» GIVEN REQUEST
Convert the records below into a two-column CSV with the header columns text and answer, one row per record. Place each record's text and its answer in its own quoted field, replacing any line breaks with spaces.

» INFORMATION GIVEN
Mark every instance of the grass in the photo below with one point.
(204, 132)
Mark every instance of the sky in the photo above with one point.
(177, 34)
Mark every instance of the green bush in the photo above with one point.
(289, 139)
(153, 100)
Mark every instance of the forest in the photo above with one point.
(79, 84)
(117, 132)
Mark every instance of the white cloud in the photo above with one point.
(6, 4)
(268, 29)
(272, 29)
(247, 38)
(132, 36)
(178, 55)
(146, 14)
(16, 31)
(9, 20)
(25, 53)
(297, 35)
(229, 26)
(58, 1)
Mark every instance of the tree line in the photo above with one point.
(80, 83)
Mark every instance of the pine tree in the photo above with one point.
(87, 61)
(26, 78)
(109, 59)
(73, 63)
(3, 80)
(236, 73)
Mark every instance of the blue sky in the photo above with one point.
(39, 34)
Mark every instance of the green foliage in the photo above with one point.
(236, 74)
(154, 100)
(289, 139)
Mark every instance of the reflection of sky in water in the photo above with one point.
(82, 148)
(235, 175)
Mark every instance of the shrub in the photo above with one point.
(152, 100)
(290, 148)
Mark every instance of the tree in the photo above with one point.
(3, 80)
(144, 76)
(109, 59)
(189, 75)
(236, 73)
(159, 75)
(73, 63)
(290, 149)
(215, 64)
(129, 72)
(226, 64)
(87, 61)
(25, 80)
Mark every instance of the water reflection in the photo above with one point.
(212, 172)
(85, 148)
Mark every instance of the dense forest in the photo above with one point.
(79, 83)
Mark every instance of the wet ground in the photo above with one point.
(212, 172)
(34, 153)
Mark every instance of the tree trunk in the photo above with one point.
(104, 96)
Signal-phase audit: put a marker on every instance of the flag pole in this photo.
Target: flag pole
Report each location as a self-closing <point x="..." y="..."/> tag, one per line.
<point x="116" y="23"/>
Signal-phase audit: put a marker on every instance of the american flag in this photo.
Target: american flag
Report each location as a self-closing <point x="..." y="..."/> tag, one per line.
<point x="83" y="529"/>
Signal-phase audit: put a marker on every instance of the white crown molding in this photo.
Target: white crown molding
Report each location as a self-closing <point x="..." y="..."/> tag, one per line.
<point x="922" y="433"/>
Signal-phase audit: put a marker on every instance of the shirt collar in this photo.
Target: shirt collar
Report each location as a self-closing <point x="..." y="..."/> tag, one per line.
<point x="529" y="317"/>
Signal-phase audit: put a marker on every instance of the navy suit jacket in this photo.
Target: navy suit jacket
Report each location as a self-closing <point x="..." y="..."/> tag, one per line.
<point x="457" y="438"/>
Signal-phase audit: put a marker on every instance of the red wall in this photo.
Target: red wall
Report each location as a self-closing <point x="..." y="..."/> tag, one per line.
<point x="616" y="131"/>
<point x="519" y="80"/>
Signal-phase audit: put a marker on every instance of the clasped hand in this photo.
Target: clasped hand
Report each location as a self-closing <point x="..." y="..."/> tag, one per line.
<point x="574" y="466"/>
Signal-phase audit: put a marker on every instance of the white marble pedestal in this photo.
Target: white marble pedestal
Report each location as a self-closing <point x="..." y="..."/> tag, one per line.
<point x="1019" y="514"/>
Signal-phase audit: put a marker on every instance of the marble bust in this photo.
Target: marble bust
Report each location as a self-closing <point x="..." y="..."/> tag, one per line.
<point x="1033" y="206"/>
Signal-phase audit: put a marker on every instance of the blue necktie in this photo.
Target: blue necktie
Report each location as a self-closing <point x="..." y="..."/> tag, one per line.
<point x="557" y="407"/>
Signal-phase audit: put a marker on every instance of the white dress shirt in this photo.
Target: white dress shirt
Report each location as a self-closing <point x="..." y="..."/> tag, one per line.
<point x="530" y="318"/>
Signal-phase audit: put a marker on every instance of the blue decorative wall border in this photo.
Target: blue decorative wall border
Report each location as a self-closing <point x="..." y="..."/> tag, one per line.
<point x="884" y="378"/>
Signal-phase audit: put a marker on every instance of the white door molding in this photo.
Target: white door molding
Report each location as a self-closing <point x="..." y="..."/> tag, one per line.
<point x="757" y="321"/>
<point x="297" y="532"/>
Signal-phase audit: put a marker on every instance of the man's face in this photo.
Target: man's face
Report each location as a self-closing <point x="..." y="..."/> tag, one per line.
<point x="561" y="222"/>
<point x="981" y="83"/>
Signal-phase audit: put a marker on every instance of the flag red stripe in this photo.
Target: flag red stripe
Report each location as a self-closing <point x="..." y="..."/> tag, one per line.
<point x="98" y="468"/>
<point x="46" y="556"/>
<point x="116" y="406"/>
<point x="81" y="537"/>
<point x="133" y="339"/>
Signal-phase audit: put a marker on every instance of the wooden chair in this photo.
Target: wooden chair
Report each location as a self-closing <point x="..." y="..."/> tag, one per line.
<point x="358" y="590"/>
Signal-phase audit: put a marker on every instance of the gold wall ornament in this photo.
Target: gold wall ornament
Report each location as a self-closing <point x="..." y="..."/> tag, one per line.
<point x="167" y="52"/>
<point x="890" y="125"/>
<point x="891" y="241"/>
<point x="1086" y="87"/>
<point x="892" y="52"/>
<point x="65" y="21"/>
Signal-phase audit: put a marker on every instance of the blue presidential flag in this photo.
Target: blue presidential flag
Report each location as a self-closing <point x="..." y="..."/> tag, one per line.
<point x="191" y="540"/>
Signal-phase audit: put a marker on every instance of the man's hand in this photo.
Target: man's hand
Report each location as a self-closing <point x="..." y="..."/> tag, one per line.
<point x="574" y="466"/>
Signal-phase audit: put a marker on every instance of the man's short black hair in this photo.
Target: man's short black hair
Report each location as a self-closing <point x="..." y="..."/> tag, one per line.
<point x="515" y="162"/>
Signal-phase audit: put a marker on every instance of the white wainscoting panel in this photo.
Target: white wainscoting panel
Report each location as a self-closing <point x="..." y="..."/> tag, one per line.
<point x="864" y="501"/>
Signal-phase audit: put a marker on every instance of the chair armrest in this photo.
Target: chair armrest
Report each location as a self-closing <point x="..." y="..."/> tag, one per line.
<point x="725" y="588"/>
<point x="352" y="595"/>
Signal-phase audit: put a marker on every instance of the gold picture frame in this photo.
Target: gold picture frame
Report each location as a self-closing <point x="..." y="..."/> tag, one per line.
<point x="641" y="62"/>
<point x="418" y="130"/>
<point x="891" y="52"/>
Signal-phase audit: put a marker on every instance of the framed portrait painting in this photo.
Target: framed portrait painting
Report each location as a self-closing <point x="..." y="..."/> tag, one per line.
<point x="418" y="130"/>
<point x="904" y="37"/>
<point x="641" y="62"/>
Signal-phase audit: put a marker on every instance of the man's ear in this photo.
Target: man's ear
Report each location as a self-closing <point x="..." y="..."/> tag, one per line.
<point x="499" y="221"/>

» RESPONSE TO THIS EXERCISE
text,answer
"Mark every instance of the grass in the photo below with one point.","(204, 132)"
"Mark every instance of the sky in the photo above with one point.","(177, 34)"
"Mark every instance of the green bush in the photo above with one point.","(289, 139) (153, 100)"
"Mark every instance of the forest in the photo above with one point.","(79, 84) (117, 132)"
"Mark every instance of the white cloud in the photo above with one point.","(6, 4) (268, 29) (272, 29) (247, 38) (132, 36) (178, 55) (146, 14) (16, 31) (9, 20) (25, 53) (297, 35) (229, 26) (58, 1)"
"Mark every instance of the tree line in the photo above with one point.","(80, 83)"
"Mark every instance of the pine tree in the photo above with one point.","(87, 61) (26, 78) (109, 59) (73, 63) (3, 80) (236, 73)"
"Mark every instance of the blue sky in the photo above with one point.","(39, 34)"
"Mark every instance of the green foliage in the photo above with one point.","(236, 74) (154, 100) (289, 139)"
"Mark every instance of the reflection of sky in water in the photo above with one point.","(82, 148) (235, 175)"
"Mark every instance of the shrub in the photo above with one point.","(152, 100) (290, 148)"
"Mark every instance of the tree in the photo above with one point.","(3, 80) (144, 76) (109, 59) (189, 75) (236, 73) (159, 75) (73, 63) (290, 149) (215, 64) (129, 72) (226, 64) (87, 61) (25, 80)"
"Mark every instance of the water reflection in the photo above with one point.","(212, 172) (85, 148)"
"Mark every instance of the dense forest in the photo above with one point.","(79, 83)"
"Mark every instance of the wet ground in the photo above with one point.","(212, 172) (34, 153)"
"Mark every instance of the tree trunk in the photo above with one point.","(104, 96)"
"Signal-phase audit: put a marker on every instance of the flag pole in this photo. Target: flag pole Report each location as a self-closing <point x=""..."" y=""...""/> tag, one per line.","<point x=""116"" y=""23""/>"
"Signal-phase audit: put a marker on every instance of the american flag in this photo. Target: american flag Report each location as a self-closing <point x=""..."" y=""...""/> tag, one per line.","<point x=""83"" y=""529""/>"
"Signal-phase audit: put a marker on every instance of the white crown molding in this photo. Target: white crown molding Report each location as a self-closing <point x=""..."" y=""...""/> tag, one per line.","<point x=""922"" y=""433""/>"
"Signal-phase audit: put a marker on every instance of the shirt collar in this photo. Target: shirt collar Report each location as a self-closing <point x=""..."" y=""...""/> tag, one per line.","<point x=""529"" y=""317""/>"
"Signal-phase audit: put a marker on every instance of the navy suit jacket in this photo. Target: navy suit jacket Report each location as a self-closing <point x=""..."" y=""...""/> tag, one per line.","<point x=""457"" y=""438""/>"
"Signal-phase audit: put a marker on every instance of the red wall in this photo. Target: red wall Report each location as a self-closing <point x=""..."" y=""...""/> tag, one per line.","<point x=""616"" y=""131""/> <point x=""519"" y=""80""/>"
"Signal-phase audit: put a marker on every instance of the clasped hand in this photo. Target: clasped hand Report each location as a self-closing <point x=""..."" y=""...""/> tag, one per line.","<point x=""574"" y=""466""/>"
"Signal-phase audit: put a marker on every instance of the white marble pedestal in this photo. Target: white marble pedestal Report each location as a self-closing <point x=""..."" y=""...""/> tag, one per line.","<point x=""1019"" y=""514""/>"
"Signal-phase audit: put a marker on every instance of the marble bust in this photo. Target: marble bust Report each location as a self-closing <point x=""..."" y=""...""/> tag, one per line.","<point x=""1033"" y=""206""/>"
"Signal-phase audit: put a marker on every instance of the blue necktie in this photo. Target: blue necktie Report each location as a self-closing <point x=""..."" y=""...""/> tag, one per line.","<point x=""557"" y=""407""/>"
"Signal-phase audit: put a marker on every instance of the white dress shirt in this photo. Target: white dress shirt Report each location as a self-closing <point x=""..."" y=""...""/> tag, one per line.","<point x=""530"" y=""318""/>"
"Signal-phase audit: put a marker on every instance of the blue decorative wall border in this photo. Target: blue decorative wall border Report each location as a self-closing <point x=""..."" y=""...""/> tag, one per line.","<point x=""884"" y=""378""/>"
"Signal-phase audit: put a marker on every instance of the white door molding in this photo. Target: white door molding Report each location as a self-closing <point x=""..."" y=""...""/> tag, one per line.","<point x=""757"" y=""321""/> <point x=""297"" y=""532""/>"
"Signal-phase audit: put a marker on every instance of the man's face in this photo. Target: man's face Report each location as a self-closing <point x=""..."" y=""...""/> tag, one per line.","<point x=""561"" y=""222""/> <point x=""981"" y=""83""/>"
"Signal-phase audit: put a marker on every instance of the flag red stripe in this photo. Target: flag red stripe Report each location as a self-closing <point x=""..."" y=""...""/> tag, one per line.","<point x=""98"" y=""468""/> <point x=""46"" y=""556""/> <point x=""116"" y=""406""/> <point x=""81"" y=""537""/> <point x=""133"" y=""339""/>"
"Signal-phase audit: put a marker on every instance of the wooden chair in this photo. Target: wooden chair Report each location as a self-closing <point x=""..."" y=""...""/> tag, one per line.","<point x=""358"" y=""590""/>"
"Signal-phase audit: put a marker on every instance of the gold wall ornament in this photo. Target: gold wall ornament Report each location as a self-closing <point x=""..."" y=""...""/> tag, one per line.","<point x=""167"" y=""52""/> <point x=""890"" y=""125""/> <point x=""891"" y=""241""/> <point x=""1086"" y=""87""/> <point x=""892"" y=""52""/> <point x=""65"" y=""21""/>"
"Signal-phase audit: put a marker on every instance of the blue presidential flag in this photo. Target: blue presidential flag Report each location as a self-closing <point x=""..."" y=""...""/> tag, one per line.","<point x=""191"" y=""540""/>"
"Signal-phase audit: put a marker on every instance of the man's hand in this photo. Target: man's hand Report each location as a self-closing <point x=""..."" y=""...""/> tag, one per line.","<point x=""574"" y=""466""/>"
"Signal-phase audit: put a marker on every instance of the man's short black hair in this photo. Target: man's short black hair Report each location as a self-closing <point x=""..."" y=""...""/> tag, one per line.","<point x=""515"" y=""162""/>"
"Signal-phase audit: put a marker on every instance of the white wainscoting panel in this photo. Target: white wainscoting panel Report each location as a self-closing <point x=""..."" y=""...""/> tag, one per line.","<point x=""864"" y=""501""/>"
"Signal-phase audit: put a marker on every instance of the chair armrest in this photo. Target: chair armrest Report each location as a self-closing <point x=""..."" y=""...""/> tag, one per line.","<point x=""725"" y=""588""/> <point x=""352"" y=""595""/>"
"Signal-phase audit: put a marker on every instance of the gold picture frame in this photo. Target: gold picture frame Report each location as a self-closing <point x=""..."" y=""...""/> tag, one per line.","<point x=""641"" y=""62""/> <point x=""418"" y=""130""/> <point x=""891"" y=""52""/>"
"Signal-phase audit: put a marker on every instance of the framed portrait painting in this photo. Target: framed portrait painting Report each location as a self-closing <point x=""..."" y=""...""/> tag, one per line.","<point x=""418"" y=""130""/> <point x=""904"" y=""37""/> <point x=""641"" y=""62""/>"
"Signal-phase audit: put a marker on every instance of the man's ear in this photo. Target: man's ear Report each location as a self-closing <point x=""..."" y=""...""/> tag, one per line.","<point x=""499"" y=""221""/>"